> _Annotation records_
═══

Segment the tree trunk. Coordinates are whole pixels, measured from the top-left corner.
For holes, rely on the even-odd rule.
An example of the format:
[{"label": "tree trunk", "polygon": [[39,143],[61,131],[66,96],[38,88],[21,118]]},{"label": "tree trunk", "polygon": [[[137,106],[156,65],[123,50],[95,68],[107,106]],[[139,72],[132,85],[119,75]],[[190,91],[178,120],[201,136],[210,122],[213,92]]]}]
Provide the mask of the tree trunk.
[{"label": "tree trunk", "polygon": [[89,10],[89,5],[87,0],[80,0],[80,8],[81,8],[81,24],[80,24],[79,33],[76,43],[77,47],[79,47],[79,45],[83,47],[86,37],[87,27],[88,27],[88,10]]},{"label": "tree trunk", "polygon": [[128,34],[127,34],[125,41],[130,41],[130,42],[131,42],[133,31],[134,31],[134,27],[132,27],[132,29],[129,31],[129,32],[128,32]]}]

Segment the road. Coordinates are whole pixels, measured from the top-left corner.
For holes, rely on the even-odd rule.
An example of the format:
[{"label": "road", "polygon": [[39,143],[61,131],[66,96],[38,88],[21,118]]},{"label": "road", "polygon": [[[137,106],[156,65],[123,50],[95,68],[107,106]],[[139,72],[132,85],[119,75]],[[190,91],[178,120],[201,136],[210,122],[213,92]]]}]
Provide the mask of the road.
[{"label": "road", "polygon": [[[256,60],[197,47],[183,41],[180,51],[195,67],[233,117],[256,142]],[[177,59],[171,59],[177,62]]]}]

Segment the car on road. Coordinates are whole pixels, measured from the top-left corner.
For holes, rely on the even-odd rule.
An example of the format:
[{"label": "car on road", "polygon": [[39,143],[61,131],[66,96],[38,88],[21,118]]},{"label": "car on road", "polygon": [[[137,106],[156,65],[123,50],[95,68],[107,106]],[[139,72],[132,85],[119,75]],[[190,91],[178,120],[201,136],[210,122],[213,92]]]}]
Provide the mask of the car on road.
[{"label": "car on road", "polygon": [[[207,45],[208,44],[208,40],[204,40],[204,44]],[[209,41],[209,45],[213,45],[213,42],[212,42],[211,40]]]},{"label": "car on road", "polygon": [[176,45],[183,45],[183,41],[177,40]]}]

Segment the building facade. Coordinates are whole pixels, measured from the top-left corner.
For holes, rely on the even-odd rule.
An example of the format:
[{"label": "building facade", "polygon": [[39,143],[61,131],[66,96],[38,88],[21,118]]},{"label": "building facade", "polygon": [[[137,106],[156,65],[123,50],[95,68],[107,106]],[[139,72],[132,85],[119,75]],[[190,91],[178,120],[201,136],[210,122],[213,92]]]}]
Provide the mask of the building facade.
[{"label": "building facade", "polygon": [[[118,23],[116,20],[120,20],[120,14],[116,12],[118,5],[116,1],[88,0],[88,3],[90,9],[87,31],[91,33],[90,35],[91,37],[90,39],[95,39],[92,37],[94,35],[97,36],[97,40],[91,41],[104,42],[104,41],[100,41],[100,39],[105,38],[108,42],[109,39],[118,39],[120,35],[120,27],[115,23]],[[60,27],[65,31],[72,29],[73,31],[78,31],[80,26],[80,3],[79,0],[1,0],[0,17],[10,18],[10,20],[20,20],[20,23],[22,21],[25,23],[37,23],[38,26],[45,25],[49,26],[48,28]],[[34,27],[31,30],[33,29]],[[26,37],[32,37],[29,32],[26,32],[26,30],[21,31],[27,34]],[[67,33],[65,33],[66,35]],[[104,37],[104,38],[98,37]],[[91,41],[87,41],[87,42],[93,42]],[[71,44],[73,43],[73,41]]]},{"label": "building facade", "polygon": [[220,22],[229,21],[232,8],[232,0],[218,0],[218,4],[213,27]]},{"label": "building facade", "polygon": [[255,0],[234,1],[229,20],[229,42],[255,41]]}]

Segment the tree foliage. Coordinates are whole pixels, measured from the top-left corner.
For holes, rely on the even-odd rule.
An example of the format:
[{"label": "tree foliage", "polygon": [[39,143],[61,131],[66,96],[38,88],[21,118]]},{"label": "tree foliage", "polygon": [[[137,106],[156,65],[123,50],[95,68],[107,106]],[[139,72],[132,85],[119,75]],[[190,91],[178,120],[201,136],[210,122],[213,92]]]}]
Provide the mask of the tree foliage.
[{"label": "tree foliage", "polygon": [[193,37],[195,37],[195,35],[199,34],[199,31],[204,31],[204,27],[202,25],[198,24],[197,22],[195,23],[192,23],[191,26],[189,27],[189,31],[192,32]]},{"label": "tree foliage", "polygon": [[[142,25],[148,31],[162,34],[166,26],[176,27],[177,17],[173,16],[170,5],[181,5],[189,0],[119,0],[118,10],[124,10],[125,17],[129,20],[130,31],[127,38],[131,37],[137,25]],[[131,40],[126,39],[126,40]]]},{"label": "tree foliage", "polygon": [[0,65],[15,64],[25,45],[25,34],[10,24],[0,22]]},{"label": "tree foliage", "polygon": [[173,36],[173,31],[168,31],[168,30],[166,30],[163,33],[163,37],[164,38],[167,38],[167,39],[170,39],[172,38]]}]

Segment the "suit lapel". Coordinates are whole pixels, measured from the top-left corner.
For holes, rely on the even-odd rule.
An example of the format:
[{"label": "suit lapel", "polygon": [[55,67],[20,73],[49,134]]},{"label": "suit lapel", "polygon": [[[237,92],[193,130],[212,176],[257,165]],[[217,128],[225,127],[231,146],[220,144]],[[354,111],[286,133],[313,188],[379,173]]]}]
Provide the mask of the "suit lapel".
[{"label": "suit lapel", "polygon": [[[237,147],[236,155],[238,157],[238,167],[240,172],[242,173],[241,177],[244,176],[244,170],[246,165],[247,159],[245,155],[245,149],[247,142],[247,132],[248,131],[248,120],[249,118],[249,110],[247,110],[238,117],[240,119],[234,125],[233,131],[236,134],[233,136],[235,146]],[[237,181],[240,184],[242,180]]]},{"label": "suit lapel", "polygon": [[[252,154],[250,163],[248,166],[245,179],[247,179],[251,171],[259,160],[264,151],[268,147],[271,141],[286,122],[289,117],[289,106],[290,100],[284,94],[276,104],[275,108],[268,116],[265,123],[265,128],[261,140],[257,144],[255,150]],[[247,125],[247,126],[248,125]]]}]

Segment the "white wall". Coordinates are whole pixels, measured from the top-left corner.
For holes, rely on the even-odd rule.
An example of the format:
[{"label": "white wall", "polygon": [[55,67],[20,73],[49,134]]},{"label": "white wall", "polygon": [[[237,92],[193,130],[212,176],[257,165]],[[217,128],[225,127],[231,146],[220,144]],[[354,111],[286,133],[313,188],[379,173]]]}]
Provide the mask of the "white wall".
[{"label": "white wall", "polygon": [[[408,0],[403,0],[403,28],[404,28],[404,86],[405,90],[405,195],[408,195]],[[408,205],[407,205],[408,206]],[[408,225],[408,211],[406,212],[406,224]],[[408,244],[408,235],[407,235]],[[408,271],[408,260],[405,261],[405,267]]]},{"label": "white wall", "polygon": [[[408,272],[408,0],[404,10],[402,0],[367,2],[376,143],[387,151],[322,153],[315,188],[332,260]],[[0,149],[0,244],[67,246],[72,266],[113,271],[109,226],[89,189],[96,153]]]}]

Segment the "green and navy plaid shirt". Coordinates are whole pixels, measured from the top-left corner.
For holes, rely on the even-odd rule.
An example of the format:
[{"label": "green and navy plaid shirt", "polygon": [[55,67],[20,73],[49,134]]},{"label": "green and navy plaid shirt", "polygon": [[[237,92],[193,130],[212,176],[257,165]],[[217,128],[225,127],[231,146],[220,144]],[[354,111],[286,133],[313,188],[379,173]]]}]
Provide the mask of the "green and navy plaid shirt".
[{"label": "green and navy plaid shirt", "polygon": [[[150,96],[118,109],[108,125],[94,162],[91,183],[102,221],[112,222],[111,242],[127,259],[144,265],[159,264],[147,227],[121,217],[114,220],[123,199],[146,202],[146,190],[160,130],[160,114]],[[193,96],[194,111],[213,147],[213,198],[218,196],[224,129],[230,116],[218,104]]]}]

═══

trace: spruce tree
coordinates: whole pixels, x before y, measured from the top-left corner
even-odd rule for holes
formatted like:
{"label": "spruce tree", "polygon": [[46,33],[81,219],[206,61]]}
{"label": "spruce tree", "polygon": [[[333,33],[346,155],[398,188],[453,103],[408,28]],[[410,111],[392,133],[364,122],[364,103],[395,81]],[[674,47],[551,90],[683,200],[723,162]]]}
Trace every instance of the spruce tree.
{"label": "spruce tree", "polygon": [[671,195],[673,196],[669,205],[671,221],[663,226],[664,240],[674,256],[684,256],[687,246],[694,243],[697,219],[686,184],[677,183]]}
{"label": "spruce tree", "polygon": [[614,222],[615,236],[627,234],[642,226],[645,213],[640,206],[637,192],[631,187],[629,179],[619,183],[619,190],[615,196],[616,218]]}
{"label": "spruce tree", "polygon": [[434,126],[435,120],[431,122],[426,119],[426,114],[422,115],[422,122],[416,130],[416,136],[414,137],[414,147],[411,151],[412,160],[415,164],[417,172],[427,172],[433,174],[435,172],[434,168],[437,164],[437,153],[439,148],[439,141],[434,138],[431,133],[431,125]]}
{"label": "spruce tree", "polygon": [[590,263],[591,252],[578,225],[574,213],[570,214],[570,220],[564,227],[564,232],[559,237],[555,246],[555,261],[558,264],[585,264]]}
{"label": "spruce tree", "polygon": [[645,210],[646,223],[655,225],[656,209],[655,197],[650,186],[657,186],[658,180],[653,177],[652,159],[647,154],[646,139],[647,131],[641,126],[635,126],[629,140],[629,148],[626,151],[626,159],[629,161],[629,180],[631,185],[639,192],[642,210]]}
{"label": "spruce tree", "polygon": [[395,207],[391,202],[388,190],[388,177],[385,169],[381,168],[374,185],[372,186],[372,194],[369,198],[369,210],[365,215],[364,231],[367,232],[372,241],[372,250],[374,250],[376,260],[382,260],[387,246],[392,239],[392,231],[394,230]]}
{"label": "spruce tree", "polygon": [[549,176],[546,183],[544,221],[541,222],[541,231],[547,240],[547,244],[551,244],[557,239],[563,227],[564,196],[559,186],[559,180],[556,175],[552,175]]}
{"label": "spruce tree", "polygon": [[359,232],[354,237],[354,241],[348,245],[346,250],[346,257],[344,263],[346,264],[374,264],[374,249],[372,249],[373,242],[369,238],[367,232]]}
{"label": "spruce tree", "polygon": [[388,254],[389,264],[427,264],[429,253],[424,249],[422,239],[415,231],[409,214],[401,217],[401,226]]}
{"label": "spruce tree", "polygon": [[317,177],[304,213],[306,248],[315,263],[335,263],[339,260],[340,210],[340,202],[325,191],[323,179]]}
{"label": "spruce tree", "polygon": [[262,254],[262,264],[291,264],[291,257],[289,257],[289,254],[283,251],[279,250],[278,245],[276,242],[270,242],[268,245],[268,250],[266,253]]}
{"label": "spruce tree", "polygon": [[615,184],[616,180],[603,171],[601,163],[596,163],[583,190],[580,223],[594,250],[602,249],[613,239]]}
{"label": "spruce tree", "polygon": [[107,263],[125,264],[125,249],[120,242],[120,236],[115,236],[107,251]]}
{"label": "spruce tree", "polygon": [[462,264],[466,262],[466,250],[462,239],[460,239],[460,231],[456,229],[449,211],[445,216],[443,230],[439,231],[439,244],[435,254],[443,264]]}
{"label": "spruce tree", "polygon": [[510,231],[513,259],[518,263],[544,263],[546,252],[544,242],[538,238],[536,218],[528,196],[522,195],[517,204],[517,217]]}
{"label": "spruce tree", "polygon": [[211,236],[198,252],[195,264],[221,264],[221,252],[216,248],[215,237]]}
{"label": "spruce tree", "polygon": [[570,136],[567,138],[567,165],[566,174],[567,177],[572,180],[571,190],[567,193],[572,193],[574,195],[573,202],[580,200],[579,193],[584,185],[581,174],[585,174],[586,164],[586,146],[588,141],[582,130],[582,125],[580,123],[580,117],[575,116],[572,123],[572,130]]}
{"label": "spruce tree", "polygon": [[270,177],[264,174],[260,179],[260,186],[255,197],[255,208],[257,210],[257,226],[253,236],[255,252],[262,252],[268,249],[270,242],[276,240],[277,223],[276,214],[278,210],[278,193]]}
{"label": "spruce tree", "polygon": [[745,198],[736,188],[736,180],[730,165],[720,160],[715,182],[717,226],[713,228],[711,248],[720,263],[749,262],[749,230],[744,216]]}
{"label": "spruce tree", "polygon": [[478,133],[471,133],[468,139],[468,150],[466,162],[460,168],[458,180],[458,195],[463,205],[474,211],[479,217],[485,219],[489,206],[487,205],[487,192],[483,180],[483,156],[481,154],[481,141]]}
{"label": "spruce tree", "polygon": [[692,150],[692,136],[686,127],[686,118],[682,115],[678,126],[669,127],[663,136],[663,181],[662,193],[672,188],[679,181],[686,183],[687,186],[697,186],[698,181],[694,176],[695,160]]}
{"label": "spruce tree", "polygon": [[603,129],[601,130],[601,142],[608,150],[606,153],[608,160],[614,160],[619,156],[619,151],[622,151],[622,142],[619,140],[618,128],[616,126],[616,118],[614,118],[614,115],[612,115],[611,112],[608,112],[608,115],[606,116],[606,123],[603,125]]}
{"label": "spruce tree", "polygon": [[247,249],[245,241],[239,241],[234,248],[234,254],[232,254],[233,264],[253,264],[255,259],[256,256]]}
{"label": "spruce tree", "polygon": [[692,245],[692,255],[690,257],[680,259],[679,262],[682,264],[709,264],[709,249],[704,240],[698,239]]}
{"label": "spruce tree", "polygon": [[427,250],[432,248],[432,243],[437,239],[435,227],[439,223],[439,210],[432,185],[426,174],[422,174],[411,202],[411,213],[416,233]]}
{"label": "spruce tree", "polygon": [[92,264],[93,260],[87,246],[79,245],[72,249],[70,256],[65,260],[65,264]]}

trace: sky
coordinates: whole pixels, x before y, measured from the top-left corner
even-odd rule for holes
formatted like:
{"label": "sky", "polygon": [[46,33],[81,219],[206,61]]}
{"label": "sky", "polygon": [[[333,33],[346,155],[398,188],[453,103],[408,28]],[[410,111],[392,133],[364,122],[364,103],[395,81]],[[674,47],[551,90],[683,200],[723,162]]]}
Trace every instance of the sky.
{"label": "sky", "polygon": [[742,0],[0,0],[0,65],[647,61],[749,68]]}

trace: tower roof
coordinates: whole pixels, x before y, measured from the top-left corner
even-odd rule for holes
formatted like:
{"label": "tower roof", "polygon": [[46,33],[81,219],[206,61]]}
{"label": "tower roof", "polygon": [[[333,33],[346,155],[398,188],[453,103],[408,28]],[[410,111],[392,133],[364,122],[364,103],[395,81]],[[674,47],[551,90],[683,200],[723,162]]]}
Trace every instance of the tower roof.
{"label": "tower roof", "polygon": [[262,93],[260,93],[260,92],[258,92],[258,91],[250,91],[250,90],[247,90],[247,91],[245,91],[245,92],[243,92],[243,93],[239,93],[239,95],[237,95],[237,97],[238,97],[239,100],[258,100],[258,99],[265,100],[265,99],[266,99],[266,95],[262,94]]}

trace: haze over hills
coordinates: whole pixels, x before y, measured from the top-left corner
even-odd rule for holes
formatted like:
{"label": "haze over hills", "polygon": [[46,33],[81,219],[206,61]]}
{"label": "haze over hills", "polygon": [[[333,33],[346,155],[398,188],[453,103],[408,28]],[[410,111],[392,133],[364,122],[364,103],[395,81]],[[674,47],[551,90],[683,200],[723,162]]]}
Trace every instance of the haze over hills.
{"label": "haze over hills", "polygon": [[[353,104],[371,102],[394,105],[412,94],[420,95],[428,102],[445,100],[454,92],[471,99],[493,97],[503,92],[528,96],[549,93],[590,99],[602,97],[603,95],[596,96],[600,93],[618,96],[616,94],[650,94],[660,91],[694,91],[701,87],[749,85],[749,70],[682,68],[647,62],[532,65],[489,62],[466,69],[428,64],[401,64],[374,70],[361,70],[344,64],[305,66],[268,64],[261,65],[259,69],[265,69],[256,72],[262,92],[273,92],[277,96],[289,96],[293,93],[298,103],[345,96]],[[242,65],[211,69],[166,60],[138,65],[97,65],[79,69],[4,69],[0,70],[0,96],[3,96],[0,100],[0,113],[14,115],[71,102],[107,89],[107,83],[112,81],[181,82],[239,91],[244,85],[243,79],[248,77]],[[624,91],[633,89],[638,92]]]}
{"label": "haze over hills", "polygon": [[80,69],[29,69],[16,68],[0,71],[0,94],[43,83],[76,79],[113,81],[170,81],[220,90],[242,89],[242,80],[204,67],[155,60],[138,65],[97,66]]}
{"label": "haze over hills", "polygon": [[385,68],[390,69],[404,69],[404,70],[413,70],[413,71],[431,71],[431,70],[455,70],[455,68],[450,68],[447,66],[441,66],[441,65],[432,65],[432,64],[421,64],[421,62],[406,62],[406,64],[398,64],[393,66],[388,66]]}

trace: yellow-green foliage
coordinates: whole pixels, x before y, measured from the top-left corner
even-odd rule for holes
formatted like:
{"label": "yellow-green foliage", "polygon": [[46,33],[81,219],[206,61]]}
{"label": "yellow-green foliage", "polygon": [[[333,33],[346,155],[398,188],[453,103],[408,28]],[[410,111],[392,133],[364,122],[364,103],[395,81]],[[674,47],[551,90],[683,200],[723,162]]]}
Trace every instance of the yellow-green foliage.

═══

> _WORK TO DO_
From the items above, pull out every line that contains the string "suit". Case counts, so only lines that match its capitalization qualify.

> _PROBLEM SOLUTION_
Segment the "suit lapel". Coordinates are whole pixels, measured from the top-left corner.
[{"label": "suit lapel", "polygon": [[55,67],[20,73],[49,134]]},{"label": "suit lapel", "polygon": [[[237,92],[193,130],[212,176],[257,165]],[[217,128],[225,127],[231,146],[220,144]],[[354,111],[286,133],[313,188],[379,173]]]}]
Provide the mask of the "suit lapel".
[{"label": "suit lapel", "polygon": [[[237,147],[236,155],[238,157],[238,167],[240,172],[242,173],[241,177],[244,176],[244,170],[246,165],[247,159],[245,155],[245,149],[247,142],[247,132],[248,131],[248,120],[249,118],[249,110],[247,110],[238,117],[240,119],[234,125],[233,131],[236,134],[233,136],[235,146]],[[237,181],[240,184],[242,180]]]},{"label": "suit lapel", "polygon": [[[252,154],[250,163],[248,166],[245,179],[247,179],[251,171],[259,160],[264,151],[268,147],[271,141],[286,122],[289,117],[289,106],[290,100],[284,94],[276,104],[275,108],[268,116],[265,123],[265,128],[261,140],[257,144],[255,150]],[[247,125],[247,126],[248,125]]]}]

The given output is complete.